Data excerpts
▬▬▬

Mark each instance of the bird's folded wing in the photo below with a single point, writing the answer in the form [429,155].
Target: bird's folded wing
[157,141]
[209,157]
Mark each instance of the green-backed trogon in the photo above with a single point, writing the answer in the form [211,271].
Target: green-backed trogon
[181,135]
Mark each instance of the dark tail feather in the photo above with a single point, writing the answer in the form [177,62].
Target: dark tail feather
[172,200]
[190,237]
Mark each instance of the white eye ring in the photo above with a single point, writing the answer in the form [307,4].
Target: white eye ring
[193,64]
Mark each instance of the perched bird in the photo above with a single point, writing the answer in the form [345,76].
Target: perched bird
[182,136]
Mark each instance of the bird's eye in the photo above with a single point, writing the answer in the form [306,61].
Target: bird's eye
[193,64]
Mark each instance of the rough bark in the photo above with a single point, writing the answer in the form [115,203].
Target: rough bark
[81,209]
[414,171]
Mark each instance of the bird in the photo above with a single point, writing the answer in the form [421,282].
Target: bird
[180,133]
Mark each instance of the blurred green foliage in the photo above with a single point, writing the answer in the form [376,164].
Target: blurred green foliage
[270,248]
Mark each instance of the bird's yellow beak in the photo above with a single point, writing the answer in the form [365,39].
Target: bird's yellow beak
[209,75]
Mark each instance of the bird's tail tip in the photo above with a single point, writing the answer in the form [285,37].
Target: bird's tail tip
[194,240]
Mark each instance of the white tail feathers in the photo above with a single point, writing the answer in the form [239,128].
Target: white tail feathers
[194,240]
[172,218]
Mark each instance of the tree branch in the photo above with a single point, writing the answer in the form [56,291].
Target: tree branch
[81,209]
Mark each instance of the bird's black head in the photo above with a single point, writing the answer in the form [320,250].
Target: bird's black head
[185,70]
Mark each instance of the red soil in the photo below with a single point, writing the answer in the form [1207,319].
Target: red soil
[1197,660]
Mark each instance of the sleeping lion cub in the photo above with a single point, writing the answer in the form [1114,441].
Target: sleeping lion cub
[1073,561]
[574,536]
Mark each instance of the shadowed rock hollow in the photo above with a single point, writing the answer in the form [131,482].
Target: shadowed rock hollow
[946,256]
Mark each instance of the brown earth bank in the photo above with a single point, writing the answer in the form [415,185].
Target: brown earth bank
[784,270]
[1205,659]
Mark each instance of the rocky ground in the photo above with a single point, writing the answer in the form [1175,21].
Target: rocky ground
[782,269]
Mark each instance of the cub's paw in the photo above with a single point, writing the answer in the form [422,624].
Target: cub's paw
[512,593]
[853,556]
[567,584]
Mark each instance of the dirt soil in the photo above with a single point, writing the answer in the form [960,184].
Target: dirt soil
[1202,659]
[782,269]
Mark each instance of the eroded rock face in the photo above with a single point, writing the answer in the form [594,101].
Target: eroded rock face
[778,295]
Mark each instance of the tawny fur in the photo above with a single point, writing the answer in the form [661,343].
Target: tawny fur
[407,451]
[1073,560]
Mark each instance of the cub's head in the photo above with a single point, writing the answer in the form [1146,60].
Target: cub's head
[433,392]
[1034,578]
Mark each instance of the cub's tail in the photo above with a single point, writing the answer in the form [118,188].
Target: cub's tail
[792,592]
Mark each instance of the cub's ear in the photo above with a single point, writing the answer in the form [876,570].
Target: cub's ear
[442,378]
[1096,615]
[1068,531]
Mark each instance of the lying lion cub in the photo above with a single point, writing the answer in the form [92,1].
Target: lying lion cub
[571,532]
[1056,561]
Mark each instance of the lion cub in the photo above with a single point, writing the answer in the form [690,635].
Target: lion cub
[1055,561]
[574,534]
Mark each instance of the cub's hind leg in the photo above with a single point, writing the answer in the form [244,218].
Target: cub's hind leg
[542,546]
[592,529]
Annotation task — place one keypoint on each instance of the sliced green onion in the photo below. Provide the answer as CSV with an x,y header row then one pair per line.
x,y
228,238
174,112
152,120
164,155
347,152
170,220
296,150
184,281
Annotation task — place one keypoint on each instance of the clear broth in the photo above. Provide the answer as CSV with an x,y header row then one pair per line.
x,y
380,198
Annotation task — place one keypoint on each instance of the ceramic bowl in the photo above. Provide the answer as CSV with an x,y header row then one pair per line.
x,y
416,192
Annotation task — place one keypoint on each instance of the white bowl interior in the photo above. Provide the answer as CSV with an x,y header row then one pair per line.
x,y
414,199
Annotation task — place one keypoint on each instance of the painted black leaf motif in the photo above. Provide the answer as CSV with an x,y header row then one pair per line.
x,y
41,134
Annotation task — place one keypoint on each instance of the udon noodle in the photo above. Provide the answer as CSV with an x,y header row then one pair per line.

▬▬▬

§ TASK DESCRIPTION
Please repeat the lines above exactly, beginning with the line that contains "of the ceramic" and ending with the final one.

§ OUTPUT OF THE TASK
Annotation task — place one keypoint on each instance of the ceramic bowl in the photo above. Provide the answer as CSV with an x,y header row then one pair per line.
x,y
416,192
Annotation task — place one keypoint on each instance of the white bowl interior in the photo above. Provide the answer as CSV with an x,y header row then one pair per line.
x,y
414,199
Annotation task — place one keypoint on each instance of the painted black leaf motif in the photo above. Provide the answer as CSV with an x,y header row then one pair per line.
x,y
41,134
Annotation task — place one keypoint on each instance of the udon noodle in the photo above. Provide the answer as CSV with an x,y header row then one pair per line.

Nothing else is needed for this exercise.